-- start of PASSAGE PROVIDED --

Tuesday, May 15, 2007

Non-transitory transitions

Transitions are terrible. They are frightening, wonderful, scary, and interesting. The gross majority of events that are of any import happen during transitions. We are tried more during transitions. Fortunes are often lost and won on-or-about transitions. Indeed, it is the transitions that test our mettle far more than the states they bridge.

Our culture often focuses on states, and mid-states, the result is that we try to recreate those states. Our scientific method is defined by this state obsession - without those definable and repeatedly creatable states, the scientific method would not exist. Nor would a great number of tools and concepts we currently take for granted. Less understood (and thus less investigated) are the transitions. Less effective is the ability to consistently and effectively recreate transitions.

As an example, consider that it took the math world centuries before they had a transition between negative and positive numbers. Now, that transition is so ingrained into us that you would be hard pressed to find anyone that did not become nearly innumerate with the lack of that transition (zero).

Transitions are terrible. They offer the tools for redemption, healing, hope, life, love, and engagement. God does more wonders in transitions than at any other time in a person's life. Most of the people in scripture who were miraculously engaged were put into that position in the midst of transition. The Children of Israel were in transition when the plagues hit. They were also in transition, for decades, as they walked to the promised land. They were in transition when Saul was chosen, by God, to be their king. It was during a transition, in the eighteenth chapter of first Samuel, that Jonathan's soul becomes knit with David's soul.

Looking at this is interesting. Two chapters prior, Saul had first been made aware of David when Saul's countenance could only be appeased through music - Saul did not connect that his peace as truly coming from God, nor that David's presence near him was a foreshadowing of Saul's loss of the kingdom. Then, when Goliath was killed, we have Saul looking into David's background. It is interesting to note that Saul does not concern himself with the David's background until Goliath was killed.

We effectively have what looks like an immediate "out-of-nowhere" connection between Jonathan and David. Likely, during the transition between Saul's background check and Jonathan's spiritual knitting, Jonathan learned a great deal about David. He was already a national hero and thus a public figure. In the same sense, Jonathan must have felt a kinship with him - earlier (possibly years earlier) he had been in a similar scenario. Saul was involved in some sort of skirmish where the nation comprised of the children of Israel was under attack as a nation.

-- end of PASSAGE PROVIDED --

SHORT PROBLEM A
Reproduce the stretch of the post on transitions from "Non-transitory transitions" through "states they bridge.".
SHORT PROBLEM B
According to the post on transitions, why must Jonathan have felt a kinship with David? Answer in one to three sentences.
SHORT PROBLEM C
List everything that the post on transitions says transitions offer the tools for.

-- start of RECORDED DATA --

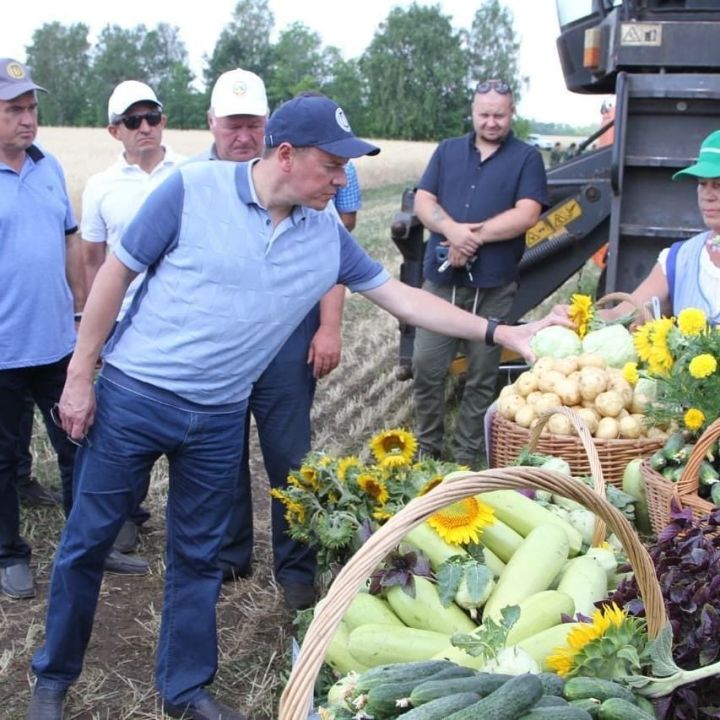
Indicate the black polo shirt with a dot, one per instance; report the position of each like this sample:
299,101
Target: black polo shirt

-- end of RECORDED DATA --

CORRECT OUTPUT A
Non-transitory transitions

Transitions are terrible. They are frightening, wonderful, scary, and interesting. The gross majority of events that are of any import happen during transitions. We are tried more during transitions. Fortunes are often lost and won on-or-about transitions. Indeed, it is the transitions that test our mettle far more than the states they bridge.

CORRECT OUTPUT B
Jonathan must have felt a kinship with David because Jonathan had earlier, possibly years earlier, been in a similar scenario.

CORRECT OUTPUT C
- redemption
- healing
- hope
- life
- love
- engagement